Entries drawn from an annotation dataset:
——

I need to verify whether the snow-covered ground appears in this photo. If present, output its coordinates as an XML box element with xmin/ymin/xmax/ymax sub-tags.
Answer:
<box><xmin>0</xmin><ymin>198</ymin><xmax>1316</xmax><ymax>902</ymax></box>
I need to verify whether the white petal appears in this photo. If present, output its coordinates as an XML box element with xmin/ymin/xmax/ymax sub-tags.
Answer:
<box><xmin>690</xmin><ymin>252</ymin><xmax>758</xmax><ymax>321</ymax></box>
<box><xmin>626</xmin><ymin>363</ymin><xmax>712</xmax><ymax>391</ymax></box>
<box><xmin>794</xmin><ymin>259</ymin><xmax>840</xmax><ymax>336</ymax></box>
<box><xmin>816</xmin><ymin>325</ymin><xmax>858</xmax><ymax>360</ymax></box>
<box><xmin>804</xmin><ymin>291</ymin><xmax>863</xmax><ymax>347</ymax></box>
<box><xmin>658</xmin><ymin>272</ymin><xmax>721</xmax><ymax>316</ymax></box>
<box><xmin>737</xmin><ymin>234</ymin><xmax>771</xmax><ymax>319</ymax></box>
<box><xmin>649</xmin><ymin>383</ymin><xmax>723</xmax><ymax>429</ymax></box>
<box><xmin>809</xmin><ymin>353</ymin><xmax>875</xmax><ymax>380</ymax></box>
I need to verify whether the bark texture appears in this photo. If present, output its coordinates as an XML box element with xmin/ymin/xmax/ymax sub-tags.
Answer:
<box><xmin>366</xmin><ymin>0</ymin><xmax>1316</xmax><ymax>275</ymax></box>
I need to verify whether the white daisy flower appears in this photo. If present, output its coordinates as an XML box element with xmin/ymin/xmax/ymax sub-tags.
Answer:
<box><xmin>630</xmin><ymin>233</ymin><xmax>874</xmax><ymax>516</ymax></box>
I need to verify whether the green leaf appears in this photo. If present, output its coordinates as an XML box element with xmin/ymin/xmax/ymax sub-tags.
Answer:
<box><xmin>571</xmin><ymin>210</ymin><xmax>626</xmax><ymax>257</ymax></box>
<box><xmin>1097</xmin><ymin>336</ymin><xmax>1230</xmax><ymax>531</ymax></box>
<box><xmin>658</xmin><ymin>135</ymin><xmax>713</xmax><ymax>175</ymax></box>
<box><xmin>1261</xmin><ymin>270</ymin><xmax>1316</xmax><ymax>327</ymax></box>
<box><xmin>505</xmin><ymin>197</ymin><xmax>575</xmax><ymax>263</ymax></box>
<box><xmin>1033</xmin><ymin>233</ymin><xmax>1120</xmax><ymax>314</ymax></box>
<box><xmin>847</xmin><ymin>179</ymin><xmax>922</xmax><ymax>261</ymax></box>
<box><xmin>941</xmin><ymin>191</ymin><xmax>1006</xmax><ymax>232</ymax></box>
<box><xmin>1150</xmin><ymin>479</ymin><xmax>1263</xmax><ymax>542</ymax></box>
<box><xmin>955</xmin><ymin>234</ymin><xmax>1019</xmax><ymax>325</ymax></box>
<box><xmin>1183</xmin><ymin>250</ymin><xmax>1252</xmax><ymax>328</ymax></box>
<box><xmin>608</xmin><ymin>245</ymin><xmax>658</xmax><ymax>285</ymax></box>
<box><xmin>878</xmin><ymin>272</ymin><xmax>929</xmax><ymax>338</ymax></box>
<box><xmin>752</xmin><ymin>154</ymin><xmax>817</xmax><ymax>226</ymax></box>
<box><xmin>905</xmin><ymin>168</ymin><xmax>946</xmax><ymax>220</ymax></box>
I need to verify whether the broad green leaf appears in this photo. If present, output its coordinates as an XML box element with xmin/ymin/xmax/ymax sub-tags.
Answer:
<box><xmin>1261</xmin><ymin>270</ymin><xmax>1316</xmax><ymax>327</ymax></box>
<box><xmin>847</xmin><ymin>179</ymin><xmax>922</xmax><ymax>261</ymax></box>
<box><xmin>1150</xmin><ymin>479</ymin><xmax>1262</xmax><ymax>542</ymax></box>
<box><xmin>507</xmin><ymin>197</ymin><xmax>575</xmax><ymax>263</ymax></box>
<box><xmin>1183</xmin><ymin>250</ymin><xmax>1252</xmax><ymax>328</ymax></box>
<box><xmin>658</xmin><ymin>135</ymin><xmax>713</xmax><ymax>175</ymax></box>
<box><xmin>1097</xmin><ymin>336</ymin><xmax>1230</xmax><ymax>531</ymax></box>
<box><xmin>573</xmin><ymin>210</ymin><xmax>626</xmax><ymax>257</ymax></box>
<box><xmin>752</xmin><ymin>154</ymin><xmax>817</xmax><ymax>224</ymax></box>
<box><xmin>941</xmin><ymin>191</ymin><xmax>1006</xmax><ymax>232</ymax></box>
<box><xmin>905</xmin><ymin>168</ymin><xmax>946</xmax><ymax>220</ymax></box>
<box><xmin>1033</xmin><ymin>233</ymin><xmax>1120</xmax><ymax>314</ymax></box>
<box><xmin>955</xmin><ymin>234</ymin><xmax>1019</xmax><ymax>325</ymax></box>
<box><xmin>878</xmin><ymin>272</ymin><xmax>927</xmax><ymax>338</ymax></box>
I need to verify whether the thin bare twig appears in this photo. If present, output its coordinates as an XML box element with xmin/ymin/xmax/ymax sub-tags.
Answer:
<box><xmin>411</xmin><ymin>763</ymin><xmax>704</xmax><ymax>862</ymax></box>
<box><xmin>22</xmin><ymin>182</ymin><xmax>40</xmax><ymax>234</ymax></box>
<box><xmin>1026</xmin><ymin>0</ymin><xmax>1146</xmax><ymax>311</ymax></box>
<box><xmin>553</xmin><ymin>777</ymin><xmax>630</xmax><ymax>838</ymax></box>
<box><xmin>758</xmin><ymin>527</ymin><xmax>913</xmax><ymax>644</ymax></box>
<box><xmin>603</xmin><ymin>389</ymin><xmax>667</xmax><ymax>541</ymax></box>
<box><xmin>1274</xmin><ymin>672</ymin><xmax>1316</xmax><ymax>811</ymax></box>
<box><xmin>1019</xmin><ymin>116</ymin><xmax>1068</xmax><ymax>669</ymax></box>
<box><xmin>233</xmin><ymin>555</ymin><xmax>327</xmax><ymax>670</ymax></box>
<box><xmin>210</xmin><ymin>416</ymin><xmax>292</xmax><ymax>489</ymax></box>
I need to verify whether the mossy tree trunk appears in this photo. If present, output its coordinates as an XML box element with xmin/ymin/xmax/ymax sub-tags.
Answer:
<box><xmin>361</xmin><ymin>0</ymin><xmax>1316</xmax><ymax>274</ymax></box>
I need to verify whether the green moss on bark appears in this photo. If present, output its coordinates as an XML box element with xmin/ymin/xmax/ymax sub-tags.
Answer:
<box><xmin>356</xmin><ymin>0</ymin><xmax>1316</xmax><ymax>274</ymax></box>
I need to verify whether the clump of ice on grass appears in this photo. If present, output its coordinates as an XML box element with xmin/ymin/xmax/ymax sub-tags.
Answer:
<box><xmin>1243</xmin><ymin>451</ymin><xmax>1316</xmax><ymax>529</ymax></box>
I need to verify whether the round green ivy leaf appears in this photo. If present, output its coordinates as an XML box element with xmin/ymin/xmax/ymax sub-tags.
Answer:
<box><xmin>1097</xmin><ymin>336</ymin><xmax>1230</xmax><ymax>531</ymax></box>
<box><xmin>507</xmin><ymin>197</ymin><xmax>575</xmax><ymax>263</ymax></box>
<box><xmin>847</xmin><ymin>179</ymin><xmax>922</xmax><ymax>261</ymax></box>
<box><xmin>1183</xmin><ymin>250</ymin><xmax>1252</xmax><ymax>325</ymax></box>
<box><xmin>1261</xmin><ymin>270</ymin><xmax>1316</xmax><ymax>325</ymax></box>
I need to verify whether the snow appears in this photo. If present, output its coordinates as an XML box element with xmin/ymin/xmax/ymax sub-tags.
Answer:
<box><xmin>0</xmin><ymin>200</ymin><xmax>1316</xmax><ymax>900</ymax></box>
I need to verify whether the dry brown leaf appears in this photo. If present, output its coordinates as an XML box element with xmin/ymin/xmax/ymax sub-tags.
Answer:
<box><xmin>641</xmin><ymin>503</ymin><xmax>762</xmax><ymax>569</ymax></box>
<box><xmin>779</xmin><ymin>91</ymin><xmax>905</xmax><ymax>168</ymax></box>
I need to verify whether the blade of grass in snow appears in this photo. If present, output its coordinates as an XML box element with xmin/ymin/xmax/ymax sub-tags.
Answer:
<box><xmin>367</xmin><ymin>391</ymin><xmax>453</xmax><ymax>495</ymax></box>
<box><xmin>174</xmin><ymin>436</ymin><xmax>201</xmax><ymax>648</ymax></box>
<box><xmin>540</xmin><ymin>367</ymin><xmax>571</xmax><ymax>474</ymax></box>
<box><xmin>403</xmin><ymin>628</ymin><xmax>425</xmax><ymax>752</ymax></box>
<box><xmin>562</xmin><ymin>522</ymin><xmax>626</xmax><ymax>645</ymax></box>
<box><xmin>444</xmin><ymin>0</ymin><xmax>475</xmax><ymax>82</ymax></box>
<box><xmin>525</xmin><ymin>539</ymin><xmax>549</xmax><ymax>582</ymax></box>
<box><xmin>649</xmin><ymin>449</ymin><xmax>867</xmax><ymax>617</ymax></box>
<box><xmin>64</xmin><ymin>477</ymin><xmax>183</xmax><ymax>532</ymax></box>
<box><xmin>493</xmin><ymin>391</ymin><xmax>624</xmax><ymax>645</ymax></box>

——

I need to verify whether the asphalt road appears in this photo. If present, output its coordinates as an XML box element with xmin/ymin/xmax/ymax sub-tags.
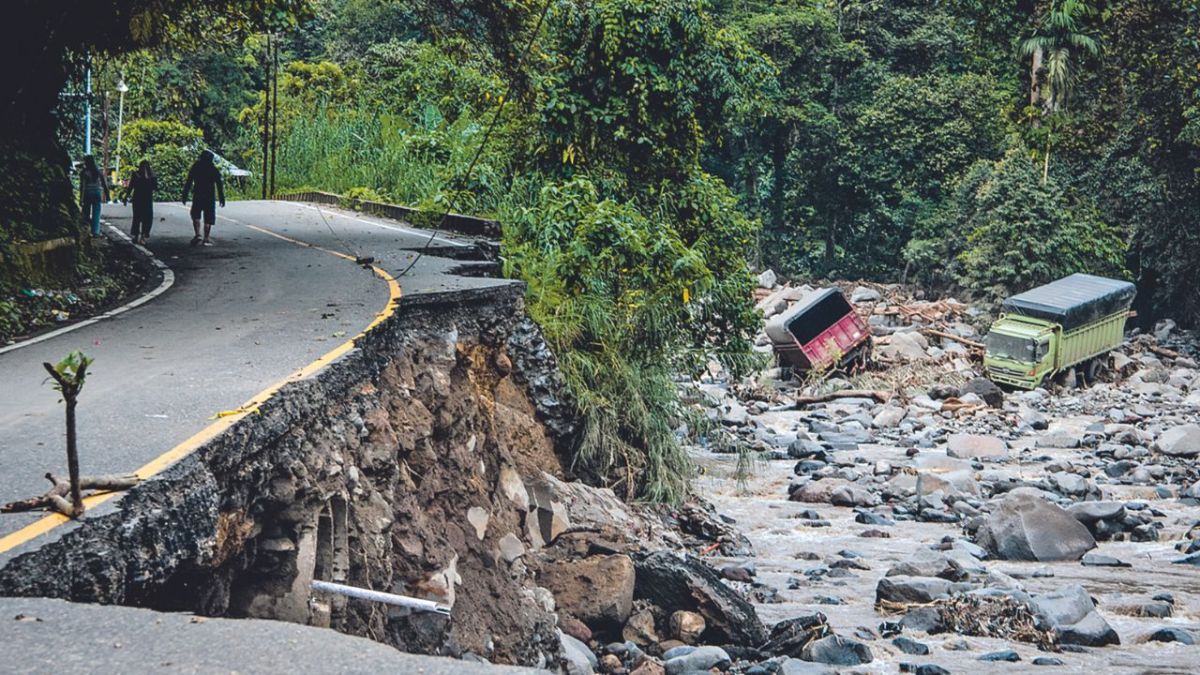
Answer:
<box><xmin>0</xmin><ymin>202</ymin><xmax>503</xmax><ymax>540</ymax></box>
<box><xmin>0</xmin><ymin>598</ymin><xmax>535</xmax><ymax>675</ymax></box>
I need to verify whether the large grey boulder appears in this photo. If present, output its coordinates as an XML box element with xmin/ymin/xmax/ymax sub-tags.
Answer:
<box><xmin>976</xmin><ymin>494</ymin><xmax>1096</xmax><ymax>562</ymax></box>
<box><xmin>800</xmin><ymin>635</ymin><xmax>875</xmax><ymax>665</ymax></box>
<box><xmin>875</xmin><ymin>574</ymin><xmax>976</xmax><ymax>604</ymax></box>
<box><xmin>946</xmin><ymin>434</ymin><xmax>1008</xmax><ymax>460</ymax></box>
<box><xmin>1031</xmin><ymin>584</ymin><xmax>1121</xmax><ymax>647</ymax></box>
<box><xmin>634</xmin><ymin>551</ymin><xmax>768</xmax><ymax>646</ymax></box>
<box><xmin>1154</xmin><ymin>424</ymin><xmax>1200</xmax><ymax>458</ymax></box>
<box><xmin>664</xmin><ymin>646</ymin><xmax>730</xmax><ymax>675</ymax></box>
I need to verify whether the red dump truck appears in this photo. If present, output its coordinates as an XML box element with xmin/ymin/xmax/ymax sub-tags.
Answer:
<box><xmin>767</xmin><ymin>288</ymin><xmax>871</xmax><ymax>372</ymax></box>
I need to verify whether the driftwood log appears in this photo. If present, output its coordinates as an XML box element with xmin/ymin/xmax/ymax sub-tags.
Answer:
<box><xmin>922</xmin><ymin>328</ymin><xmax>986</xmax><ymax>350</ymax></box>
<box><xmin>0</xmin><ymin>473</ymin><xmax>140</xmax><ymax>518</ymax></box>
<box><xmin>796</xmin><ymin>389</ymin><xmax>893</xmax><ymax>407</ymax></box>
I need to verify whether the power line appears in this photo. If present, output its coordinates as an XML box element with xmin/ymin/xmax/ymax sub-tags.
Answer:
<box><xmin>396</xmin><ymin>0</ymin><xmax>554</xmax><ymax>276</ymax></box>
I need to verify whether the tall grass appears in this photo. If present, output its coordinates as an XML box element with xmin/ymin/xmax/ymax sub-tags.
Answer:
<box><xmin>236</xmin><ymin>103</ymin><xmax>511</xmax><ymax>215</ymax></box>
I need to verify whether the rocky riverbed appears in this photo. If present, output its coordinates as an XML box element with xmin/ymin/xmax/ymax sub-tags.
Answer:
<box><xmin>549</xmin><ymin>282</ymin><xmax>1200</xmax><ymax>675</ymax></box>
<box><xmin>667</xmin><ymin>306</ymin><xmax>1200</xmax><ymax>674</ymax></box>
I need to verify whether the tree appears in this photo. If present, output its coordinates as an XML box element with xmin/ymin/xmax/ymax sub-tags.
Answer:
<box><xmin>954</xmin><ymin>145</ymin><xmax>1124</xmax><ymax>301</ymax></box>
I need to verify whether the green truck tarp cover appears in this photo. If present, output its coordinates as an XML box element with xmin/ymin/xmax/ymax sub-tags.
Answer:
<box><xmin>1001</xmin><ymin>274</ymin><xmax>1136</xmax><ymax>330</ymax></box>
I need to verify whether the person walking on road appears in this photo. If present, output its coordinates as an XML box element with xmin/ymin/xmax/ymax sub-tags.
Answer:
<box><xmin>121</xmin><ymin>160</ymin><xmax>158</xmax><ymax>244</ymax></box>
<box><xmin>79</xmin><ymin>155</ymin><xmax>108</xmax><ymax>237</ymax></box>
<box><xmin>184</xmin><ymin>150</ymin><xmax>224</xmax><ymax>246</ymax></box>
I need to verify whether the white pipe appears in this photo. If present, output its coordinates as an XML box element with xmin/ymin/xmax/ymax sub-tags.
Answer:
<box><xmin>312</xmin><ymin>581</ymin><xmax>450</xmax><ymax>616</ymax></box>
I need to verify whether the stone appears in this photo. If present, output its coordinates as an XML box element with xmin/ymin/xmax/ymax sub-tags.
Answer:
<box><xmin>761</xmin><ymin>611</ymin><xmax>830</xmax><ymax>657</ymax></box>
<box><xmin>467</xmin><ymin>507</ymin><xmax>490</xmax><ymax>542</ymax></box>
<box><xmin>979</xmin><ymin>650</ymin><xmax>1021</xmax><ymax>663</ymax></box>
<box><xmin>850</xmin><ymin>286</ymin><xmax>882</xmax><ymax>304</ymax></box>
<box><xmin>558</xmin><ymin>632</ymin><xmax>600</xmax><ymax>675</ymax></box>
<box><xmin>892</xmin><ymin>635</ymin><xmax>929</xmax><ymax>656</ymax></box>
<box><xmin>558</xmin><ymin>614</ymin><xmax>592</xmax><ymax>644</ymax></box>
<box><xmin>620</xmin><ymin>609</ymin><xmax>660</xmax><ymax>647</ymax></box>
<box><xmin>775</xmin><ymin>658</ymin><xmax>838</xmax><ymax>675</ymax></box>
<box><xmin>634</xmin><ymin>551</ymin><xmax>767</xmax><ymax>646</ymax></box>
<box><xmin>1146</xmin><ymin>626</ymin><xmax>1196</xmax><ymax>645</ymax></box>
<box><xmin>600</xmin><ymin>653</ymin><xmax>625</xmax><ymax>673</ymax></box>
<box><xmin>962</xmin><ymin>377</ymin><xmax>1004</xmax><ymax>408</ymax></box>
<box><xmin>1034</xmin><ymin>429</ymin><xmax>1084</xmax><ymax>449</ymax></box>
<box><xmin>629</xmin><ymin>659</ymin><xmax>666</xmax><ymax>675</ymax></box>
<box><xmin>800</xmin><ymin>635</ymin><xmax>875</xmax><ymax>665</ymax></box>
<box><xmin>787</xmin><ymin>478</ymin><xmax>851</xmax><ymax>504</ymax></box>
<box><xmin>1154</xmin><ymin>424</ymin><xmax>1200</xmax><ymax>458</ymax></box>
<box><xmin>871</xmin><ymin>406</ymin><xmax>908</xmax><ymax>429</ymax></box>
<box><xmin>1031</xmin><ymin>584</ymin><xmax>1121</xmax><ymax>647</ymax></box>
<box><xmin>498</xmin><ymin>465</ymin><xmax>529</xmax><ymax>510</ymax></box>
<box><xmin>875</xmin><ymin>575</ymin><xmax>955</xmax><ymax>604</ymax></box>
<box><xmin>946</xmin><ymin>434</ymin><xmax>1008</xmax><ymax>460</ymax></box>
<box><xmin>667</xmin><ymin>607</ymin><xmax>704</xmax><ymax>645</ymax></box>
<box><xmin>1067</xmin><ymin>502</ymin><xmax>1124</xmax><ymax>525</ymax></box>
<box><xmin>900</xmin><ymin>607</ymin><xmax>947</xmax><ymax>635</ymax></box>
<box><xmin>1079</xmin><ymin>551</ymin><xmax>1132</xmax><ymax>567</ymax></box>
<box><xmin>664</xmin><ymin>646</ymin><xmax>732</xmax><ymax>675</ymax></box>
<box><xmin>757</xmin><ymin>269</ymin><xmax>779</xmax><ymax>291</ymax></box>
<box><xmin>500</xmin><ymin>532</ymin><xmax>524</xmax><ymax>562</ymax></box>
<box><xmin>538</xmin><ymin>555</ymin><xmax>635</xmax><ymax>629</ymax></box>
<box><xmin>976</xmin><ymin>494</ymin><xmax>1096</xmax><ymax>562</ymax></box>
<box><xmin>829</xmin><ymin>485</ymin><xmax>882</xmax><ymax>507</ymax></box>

——

Gather every line above that contains the word "white", and copy each such line in full.

**Correct output:**
I need to verify whether the white petal appears in this photo. If present, output its coordinates as an XML box element with xmin/ymin/xmax/ymax sub-tags.
I need to verify whether the white daisy flower appears in this photo. If present, output its coordinates as an XML box element with xmin/ymin/xmax/ymax sub-tags.
I need to verify whether the white pipe appears in this photo. If present, output its coordinates as an XML box element with xmin/ymin/xmax/ymax sub-tags.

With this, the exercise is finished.